» **Requirements**
Could you put every line of the listing below into a numbered list, leaving out any blank lines?

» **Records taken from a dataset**
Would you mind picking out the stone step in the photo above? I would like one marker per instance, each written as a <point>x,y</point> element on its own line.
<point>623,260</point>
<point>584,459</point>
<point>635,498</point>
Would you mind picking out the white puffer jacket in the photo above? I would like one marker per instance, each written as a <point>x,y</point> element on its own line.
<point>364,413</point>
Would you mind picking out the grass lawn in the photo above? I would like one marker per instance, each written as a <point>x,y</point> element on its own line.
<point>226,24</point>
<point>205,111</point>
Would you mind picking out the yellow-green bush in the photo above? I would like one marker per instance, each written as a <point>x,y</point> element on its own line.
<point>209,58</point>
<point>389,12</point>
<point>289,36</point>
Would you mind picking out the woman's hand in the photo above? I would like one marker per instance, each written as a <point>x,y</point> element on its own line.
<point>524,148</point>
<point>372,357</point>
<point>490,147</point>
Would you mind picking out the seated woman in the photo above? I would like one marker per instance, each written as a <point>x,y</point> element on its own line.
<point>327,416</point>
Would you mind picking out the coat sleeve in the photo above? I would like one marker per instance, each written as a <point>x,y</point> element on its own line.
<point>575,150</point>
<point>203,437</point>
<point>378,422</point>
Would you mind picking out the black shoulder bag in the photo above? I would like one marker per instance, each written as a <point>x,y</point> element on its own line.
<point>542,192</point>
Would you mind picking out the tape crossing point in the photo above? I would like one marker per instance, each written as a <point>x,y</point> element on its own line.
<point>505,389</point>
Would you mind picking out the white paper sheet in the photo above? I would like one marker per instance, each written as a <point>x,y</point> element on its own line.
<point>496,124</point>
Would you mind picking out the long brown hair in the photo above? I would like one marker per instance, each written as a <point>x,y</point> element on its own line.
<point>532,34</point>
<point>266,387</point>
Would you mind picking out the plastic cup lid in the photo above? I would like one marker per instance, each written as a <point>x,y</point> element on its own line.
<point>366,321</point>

» **Output of the exercise**
1. Would you mind picking out the stone step in the photo above? I would like one marker per instance, each written as a <point>x,y</point> element on its own line.
2. <point>623,260</point>
3. <point>584,459</point>
4. <point>635,498</point>
5. Would you mind picking out the white puffer jacket in the photo above? I would like one marker per instance, each written as a <point>x,y</point> element on its own line.
6. <point>364,413</point>
7. Would you mind picking out the grass lawn in the photo above? I would like one marker per instance, each written as a <point>x,y</point> element on its own line.
8. <point>226,24</point>
9. <point>205,111</point>
10. Would you mind picking out the yellow-green bush in the photo above? I would like one marker per instance, each written as a <point>x,y</point> element on its own line.
11. <point>209,58</point>
12. <point>389,12</point>
13. <point>289,36</point>
14. Would you mind picking out the woman's hand in the photo above? I would like one marker per instance, each written as a <point>x,y</point> element on its own line.
15. <point>524,148</point>
16. <point>372,357</point>
17. <point>490,147</point>
18. Would you mind picking out the seated woman in the photo above? I would like one marker per instance, each written as a <point>x,y</point> element on its own line.
19. <point>327,416</point>
20. Would you mind picking out the coat sleeve in the photo above? I would like one marker per instance, each written as a <point>x,y</point> element on its own line.
21. <point>575,150</point>
22. <point>203,437</point>
23. <point>378,422</point>
24. Would you mind picking out the black shoulder bag in the photo above? I would like one marker per instance, each written as a <point>x,y</point> element on its own line.
25. <point>542,192</point>
26. Would you mind picking out the tape crossing point in the photo above? I would like one marker per instance, each written as a <point>x,y</point> element on its own line.
27. <point>505,389</point>
28. Would you mind picking out the white paper sheet in the photo above? I would like one marker per instance, each written as a <point>x,y</point> element on its own line.
29. <point>496,124</point>
30. Would you mind picking out the long brown hair in the photo above? I would like one marker per instance, each written as a <point>x,y</point> element on its own line.
31. <point>532,34</point>
32. <point>266,387</point>
33. Would you mind picking out the plastic cup lid in the photo above? I would like one marker per instance, each written as a <point>x,y</point> element on its own line.
34. <point>366,321</point>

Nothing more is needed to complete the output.